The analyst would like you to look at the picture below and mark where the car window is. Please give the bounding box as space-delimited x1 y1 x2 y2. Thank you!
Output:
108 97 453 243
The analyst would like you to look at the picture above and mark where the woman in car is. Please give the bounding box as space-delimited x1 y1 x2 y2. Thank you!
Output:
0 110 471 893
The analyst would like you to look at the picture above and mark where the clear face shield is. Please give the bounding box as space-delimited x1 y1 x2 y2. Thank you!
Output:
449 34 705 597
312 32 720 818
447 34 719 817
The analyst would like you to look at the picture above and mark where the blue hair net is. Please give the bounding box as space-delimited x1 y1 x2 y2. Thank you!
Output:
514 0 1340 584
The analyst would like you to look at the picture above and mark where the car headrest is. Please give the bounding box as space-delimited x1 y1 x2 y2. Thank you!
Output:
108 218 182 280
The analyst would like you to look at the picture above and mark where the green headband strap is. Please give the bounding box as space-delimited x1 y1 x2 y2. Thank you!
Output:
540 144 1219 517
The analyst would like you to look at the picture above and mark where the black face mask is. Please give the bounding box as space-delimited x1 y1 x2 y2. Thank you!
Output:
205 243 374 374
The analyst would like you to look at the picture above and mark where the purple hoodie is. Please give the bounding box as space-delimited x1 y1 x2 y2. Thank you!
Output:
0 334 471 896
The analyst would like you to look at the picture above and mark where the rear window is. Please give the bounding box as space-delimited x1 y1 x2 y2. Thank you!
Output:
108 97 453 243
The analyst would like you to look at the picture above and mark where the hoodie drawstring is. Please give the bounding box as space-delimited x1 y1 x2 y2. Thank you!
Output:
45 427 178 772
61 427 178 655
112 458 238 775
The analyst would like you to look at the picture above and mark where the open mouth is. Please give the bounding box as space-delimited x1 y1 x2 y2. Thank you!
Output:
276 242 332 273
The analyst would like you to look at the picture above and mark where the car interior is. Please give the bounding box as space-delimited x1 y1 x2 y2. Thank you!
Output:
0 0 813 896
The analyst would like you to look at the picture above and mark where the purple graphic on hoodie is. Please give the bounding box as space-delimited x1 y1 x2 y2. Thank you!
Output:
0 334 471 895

### [Short problem]
Copy the records verbatim, beginning with the line that contains "where the black" and continuing through the line that contains "0 0 813 896", with both of those lines included.

### [Response]
The analyst would like you to look at the picture above and mark where the black face mask is. Please give the bounding box as space-delimited x1 y1 x2 y2. Thank you!
Output:
205 243 374 374
The analyst would like you to look at the picture above and mark where the purple hoodie is. Please give the bounding box as space-delimited x1 y1 x2 y2. Thank you!
Output:
0 334 471 896
The analyst would like you to look at the picture above and mark where the rear window is. Please give the bounding box as space-delimited x1 y1 x2 y2. Thank you!
Output:
108 97 453 243
The analyst would like you to look at the picture above and mark where the hoodie drawstring is. Please give the bounding box as space-delimited x1 y1 x2 y2. Thank you!
Output:
45 427 178 772
61 427 178 655
112 458 238 775
The analyst would like you to look at the picture above and mark where the open mouth is. Please give the bounding box as space-delimited x1 y1 x2 y2. Thank you!
Output:
276 242 332 273
The analyst would like you to look at the picture above and mark where the car interior is. Please give the bounding box as space-delimited x1 y1 x2 y2. Thank you!
Output:
0 0 813 896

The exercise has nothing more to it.